TASK DETAILS
Put the material below into a JSON list of strings, with one string for each line and any blank lines left out.

━━━ TASK DATA ━━━

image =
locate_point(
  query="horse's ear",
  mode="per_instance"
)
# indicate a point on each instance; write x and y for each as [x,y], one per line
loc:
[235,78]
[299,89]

━━━

EXERCISE ANSWER
[
  "image =",
  "locate_point(",
  "  query=\"horse's ear\",",
  "  mode=\"per_instance\"",
  ")",
  "# indicate a point on each instance; write x and y for each as [x,y], one per line",
  "loc:",
  "[235,78]",
  "[299,89]"
]